| Complete the following |
a: List every character name that the text on Justin Hartley gives for a role he played.
b: Using the text on Justin Hartley, say whether each statement agrees with it. Answer yes or no and quote the deciding words.
(i) He played Oliver Queen on Smallville from 2006 to 2011.
(ii) His role on The Young and the Restless won him a Daytime Emmy.
(iii) He was nominated twice for the Critics' Choice Television Award for Best Supporting Actor in a Drama Series.
BEGIN Text provided
American actor (born 1977)

Justin Scott Hartley (born January 29, 1977) is an American actor, television producer, and director. He has played Fox Crane on the NBC daytime soap opera Passions (2002–2006), Oliver Queen on the WB/CW television series Smallville (2006–2011), and Adam Newman on the CBS daytime soap opera The Young and the Restless (2014–2016) which earned him a Daytime Emmy nomination. He also had recurring roles in the third season of the television drama series Revenge (2013–2014) and in the final three seasons of the drama series Mistresses (2014–2016).

Hartley gained wider attention for starring as Kevin Pearson in the NBC drama series This Is Us, from 2016 to 2022, for which he was thrice nominated for the Critics' Choice Television Award for Best Supporting Actor in a Drama Series. He has since starred in the films A Bad Moms Christmas (2017) and The Noel Diary (2022). In 2024, he began starring in the CBS action drama series Tracker.
END Text provided
BEGIN Dataset content
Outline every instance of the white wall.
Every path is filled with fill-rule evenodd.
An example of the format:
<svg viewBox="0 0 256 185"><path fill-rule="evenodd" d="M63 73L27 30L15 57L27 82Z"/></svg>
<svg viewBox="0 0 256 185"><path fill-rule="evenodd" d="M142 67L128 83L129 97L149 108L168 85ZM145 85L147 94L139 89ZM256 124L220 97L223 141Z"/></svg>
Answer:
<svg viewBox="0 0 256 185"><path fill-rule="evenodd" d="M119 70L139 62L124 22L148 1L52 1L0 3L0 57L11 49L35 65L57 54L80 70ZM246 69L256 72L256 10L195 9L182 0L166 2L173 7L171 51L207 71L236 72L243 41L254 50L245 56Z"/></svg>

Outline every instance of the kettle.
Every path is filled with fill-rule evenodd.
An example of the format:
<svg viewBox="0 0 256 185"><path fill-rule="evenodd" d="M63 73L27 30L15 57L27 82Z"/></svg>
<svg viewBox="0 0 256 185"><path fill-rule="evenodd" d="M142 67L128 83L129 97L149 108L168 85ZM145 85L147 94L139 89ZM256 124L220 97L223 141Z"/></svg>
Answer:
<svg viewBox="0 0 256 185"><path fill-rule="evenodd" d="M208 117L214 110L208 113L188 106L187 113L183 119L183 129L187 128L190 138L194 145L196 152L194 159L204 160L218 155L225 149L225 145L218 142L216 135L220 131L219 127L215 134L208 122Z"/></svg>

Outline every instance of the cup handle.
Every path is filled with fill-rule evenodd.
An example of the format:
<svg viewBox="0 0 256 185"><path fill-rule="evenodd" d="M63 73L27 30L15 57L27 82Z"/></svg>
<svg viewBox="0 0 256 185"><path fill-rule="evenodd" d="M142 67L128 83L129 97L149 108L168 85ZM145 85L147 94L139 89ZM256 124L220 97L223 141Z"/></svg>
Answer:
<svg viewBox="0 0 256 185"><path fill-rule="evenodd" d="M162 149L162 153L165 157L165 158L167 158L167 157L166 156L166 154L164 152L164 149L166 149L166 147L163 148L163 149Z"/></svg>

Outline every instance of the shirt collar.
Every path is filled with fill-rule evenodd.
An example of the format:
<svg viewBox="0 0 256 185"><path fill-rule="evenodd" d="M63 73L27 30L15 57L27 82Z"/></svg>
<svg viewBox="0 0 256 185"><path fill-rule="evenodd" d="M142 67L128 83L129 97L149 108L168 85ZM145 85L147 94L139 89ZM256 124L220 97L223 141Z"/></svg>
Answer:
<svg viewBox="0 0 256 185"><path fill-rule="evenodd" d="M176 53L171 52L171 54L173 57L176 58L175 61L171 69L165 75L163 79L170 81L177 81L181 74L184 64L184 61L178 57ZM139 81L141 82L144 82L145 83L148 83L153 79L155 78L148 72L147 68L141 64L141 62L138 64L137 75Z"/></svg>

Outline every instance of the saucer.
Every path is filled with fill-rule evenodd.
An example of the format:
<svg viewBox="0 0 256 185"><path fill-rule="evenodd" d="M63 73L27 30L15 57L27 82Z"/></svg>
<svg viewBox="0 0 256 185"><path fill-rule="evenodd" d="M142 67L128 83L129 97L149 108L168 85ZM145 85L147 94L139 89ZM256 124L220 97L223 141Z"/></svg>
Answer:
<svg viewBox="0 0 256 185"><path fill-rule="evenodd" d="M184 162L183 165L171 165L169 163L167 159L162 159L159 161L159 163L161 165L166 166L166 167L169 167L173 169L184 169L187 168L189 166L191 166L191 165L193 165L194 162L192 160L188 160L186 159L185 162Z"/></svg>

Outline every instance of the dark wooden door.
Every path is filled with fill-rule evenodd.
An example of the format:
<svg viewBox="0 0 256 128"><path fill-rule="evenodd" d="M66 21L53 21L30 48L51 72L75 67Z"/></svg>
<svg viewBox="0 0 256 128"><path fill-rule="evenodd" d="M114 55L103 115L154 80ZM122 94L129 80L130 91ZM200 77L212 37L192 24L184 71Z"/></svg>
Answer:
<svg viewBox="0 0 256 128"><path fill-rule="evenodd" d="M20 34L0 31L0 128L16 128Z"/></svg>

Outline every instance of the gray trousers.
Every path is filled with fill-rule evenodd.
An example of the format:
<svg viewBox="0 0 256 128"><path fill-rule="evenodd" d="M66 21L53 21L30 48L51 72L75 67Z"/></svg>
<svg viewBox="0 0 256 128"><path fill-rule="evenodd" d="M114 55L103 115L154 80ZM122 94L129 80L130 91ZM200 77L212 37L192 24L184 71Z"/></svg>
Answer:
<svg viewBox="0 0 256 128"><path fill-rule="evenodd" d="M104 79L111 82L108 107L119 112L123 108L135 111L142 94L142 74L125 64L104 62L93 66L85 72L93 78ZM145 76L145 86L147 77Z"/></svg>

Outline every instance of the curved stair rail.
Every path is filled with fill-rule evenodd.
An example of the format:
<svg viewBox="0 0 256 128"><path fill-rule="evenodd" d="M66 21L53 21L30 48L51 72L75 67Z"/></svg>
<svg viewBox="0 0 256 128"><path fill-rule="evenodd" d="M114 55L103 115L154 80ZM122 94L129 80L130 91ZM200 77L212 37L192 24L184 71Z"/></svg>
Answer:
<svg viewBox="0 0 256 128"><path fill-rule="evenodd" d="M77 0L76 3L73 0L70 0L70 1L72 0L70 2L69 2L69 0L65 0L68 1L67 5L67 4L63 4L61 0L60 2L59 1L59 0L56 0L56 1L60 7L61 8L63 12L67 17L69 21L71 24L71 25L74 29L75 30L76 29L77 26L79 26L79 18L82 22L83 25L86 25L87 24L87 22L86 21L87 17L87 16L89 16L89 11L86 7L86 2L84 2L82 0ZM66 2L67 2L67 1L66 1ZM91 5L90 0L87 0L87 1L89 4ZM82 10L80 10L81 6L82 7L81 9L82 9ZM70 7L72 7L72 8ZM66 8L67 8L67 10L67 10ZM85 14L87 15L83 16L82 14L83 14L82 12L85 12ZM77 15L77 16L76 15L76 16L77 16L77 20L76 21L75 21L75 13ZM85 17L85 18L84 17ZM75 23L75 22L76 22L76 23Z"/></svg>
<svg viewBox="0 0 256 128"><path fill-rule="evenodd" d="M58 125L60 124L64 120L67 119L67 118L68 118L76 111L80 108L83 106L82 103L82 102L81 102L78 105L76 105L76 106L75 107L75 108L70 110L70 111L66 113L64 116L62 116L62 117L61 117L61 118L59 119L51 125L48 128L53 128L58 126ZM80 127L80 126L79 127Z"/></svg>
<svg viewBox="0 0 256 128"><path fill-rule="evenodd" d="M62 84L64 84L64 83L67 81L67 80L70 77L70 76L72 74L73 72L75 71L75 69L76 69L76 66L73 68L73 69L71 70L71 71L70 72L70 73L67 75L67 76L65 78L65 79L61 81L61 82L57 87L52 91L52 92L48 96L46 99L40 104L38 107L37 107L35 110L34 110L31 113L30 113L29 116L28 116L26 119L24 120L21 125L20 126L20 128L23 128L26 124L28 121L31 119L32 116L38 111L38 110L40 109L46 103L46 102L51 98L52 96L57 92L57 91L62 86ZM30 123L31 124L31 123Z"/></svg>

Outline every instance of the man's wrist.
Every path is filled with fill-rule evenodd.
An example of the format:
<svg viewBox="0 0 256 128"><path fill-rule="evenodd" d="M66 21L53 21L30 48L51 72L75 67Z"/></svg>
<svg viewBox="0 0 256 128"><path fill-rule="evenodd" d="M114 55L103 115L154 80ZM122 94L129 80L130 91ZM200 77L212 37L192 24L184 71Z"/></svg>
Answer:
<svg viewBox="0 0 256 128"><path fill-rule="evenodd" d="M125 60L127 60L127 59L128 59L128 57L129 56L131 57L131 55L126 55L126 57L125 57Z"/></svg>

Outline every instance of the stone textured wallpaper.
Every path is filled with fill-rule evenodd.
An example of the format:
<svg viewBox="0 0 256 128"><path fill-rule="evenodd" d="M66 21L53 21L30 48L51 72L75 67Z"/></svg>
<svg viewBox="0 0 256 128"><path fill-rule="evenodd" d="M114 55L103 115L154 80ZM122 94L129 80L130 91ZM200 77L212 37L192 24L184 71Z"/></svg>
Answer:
END Dataset content
| Outputs by task |
a: Fox Crane, Oliver Queen, Adam Newman, Kevin Pearson

b:
(i) Yes: "Oliver Queen on the WB/CW television series Smallville (2006–2011)"
(ii) No: "which earned him a Daytime Emmy nomination"
(iii) No: "he was thrice nominated for the Critics' Choice Television Award for Best Supporting Actor in a Drama Series"